**Written instruction:**
Carry on the forum thread about the old railway station in Arbroath, starting right after its last line.

**Reading passage:**

# Arbroath Station, Scotland, Oct '08



## spacepunk (Oct 6, 2008)

*Here I am at the old Station in Arbroath, a dodgy place to play in as it lies right next to the newer staion and live railway line.*​


----------



## escortmad79 (Oct 6, 2008)

There's a lot of derelict places in Arbroath, right next to the football ground is an interesting looking old school house which has been boarded up


----------



## Neosea (Oct 6, 2008)

Nice station, I can just imagine the steam trains in the shed.


----------



## Smellycat (Oct 6, 2008)

Nice find SP...mmmmmmm!!!! Would be nice to see a before and after comparrison. need to see if i can find one


----------



## Twisted Nerve (Oct 6, 2008)

Excellent photos Spacepunk! I used to drive through Arbroath on a weekly basis when I drove trucks. There was a cracking burger van just outside Inverbervie that I used to get my breakfast from.


----------



## spacepunk (Oct 6, 2008)

Go ahead SC. I tried but couldn't find anything.
escortmad79 I know of the place you speak, I've had a recce.


----------



## spacepunk (Oct 6, 2008)

Thanks TN.
Smellycat used to have a burgervan and I would help out on a friday, great bunch you trucker guys.:wcool:


----------



## Foxylady (Oct 7, 2008)

That's a fabulous find. Excellent pics too...love the inside of the sheds. Nice one.


----------



## Smellycat (Oct 7, 2008)

escortmad79 said:


> There's a lot of derelict places in Arbroath, right next to the football ground is an interesting looking old school house which has been boarded up




Is this the one you mean Escortmad? its the old Ladyloan school and has been lying derelict for ages. There was rumours that it was going to be made into a beefeater restaurant.


----------



## Smellycat (Oct 7, 2008)

**Items:**
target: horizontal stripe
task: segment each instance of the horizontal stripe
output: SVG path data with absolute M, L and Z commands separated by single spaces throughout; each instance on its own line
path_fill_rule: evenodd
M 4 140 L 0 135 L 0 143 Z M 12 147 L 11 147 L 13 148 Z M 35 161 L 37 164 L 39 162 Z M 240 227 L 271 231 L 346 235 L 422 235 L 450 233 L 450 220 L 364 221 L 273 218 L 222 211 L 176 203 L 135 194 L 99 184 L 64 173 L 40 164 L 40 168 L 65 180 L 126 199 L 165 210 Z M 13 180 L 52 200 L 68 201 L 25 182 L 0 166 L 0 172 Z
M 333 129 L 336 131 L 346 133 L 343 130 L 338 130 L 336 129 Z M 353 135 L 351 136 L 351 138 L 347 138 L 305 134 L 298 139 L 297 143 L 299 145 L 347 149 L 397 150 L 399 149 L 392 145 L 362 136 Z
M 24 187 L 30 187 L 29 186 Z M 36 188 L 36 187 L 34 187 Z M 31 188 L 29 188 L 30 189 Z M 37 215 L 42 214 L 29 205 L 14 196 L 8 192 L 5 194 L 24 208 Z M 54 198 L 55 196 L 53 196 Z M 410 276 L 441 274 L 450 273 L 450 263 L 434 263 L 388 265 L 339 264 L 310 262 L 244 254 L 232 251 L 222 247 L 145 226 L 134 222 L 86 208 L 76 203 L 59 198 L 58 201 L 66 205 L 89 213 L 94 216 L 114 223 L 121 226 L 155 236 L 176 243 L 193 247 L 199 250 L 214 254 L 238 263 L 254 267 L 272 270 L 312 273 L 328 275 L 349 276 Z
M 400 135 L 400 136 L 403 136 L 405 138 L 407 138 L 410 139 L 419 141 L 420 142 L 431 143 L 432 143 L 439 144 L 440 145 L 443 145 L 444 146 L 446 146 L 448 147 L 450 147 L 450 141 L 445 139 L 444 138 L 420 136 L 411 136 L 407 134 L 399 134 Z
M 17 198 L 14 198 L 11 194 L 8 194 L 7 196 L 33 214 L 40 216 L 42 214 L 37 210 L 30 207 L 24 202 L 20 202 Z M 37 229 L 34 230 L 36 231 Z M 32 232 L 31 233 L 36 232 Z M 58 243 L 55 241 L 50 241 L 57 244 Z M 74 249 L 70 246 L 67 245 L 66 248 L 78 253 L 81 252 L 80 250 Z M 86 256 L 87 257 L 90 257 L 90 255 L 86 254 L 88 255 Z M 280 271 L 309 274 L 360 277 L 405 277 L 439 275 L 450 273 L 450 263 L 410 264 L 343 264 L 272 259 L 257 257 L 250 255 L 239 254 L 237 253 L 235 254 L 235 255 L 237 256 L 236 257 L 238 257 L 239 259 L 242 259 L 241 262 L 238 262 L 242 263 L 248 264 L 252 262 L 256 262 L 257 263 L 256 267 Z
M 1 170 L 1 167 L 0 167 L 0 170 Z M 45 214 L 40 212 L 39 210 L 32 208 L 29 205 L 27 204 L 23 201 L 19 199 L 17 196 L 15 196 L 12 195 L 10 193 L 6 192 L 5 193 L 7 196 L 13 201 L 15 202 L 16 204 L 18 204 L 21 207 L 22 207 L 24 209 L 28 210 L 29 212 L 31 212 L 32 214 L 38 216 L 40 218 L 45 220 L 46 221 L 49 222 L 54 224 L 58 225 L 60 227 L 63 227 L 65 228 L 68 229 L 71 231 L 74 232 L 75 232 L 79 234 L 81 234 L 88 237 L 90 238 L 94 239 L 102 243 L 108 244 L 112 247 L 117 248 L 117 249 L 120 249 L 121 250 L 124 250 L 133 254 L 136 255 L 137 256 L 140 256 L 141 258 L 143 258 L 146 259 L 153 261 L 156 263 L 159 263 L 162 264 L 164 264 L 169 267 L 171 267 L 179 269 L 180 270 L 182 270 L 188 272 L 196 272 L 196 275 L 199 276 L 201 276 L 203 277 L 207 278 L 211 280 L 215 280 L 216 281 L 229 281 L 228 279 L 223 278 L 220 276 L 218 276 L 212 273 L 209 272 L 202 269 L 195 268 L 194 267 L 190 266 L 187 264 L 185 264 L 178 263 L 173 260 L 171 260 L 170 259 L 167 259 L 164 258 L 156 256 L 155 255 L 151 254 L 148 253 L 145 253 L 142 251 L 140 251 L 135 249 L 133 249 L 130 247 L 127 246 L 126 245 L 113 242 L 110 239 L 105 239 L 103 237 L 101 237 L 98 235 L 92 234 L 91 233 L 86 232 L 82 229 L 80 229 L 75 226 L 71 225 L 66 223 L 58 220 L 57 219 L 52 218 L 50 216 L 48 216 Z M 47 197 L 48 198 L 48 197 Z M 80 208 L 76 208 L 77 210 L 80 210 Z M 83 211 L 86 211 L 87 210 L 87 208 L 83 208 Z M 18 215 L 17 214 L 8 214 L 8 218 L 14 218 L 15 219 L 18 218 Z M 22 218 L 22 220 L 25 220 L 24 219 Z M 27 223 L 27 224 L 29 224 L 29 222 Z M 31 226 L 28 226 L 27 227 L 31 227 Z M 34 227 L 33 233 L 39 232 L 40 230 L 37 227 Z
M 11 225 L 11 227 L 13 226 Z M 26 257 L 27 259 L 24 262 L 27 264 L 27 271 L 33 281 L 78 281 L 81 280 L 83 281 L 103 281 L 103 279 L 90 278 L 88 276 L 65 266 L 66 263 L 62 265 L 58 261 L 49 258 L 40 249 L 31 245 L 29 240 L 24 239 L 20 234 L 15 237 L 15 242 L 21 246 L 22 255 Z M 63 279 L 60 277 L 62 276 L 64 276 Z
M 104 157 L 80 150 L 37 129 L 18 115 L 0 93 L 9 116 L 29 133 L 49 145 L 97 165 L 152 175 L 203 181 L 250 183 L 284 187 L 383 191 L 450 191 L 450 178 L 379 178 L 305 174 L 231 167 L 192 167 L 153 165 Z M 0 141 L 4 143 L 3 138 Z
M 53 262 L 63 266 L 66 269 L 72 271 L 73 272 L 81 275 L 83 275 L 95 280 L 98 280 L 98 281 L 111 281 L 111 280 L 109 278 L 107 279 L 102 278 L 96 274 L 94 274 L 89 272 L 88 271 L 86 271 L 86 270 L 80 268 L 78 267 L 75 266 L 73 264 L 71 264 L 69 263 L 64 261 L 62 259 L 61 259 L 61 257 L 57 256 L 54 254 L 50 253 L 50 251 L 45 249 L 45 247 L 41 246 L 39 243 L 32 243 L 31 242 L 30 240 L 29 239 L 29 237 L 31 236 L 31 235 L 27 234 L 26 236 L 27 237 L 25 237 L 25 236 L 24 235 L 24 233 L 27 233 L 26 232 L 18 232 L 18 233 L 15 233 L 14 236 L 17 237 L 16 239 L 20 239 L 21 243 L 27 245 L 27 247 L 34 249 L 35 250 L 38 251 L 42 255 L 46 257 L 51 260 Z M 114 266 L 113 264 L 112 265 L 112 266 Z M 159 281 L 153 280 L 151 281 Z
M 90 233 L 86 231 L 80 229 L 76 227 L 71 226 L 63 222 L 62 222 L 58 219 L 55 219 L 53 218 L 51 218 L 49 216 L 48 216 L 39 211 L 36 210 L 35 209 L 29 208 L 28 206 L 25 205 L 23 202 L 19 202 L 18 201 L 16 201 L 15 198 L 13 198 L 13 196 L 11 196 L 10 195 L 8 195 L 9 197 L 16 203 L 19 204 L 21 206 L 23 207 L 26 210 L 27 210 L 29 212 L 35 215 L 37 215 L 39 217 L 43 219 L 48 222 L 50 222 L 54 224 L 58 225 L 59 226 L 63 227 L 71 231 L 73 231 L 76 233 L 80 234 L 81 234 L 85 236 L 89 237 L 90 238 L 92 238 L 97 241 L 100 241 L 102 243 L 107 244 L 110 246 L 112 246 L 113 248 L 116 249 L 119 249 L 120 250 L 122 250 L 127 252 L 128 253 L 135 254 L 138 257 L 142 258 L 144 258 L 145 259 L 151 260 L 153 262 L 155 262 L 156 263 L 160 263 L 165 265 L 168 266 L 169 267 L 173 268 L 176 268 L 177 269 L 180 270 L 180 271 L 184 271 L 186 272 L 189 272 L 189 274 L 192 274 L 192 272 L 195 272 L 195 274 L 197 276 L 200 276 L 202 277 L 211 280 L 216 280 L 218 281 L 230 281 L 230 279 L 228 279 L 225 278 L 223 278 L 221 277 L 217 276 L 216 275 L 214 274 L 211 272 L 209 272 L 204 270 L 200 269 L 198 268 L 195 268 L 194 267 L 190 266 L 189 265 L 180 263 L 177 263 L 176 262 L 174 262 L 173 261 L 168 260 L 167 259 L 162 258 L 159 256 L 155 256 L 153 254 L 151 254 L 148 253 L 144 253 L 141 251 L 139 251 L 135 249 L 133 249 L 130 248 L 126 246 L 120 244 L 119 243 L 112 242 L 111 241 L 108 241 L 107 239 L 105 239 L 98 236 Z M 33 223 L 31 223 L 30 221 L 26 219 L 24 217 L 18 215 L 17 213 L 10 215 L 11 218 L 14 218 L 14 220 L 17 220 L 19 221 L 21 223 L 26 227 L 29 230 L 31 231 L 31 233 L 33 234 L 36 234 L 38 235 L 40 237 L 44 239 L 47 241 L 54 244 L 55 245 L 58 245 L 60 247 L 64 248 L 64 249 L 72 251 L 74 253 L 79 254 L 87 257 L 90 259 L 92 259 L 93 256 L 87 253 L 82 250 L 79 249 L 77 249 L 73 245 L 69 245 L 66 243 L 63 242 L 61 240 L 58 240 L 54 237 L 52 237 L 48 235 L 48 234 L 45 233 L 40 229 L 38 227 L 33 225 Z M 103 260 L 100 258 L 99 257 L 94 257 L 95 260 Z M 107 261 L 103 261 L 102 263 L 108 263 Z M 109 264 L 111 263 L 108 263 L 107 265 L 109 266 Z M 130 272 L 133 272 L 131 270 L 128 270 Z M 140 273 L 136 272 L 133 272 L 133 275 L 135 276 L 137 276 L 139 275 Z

**Exercise answer:**
Here's a couple of photos of Letham Grange Station which now lies derelict under trees and shrubs. This was another station just outside Arbroath.


----------



## jock1966 (Oct 7, 2008)

Great post Spacepunk 
Your right very close to station thats in use but no sight of BT Police then


----------



## spacepunk (Oct 8, 2008)

A guy in an orange jacket came fluorescening by, but didn't spot me. I've never seen so much guano in my life, the place is carpeted in the stuff and at some popular dumping spots there are the beginnings of mounds a good foot high.


----------



## escortmad79 (Oct 8, 2008)

Smellycat said:


> Is this the one you mean Escortmad? its the old Ladyloan school and has been lying derelict for ages. There was rumours that it was going to be made into a beefeater restaurant.


That's the one


----------



## spacepunk (Nov 8, 2008)

A spokesman for the owners, Network Rail, explained that a survey had recently been carried out and the buildings were found to be in a poor condition.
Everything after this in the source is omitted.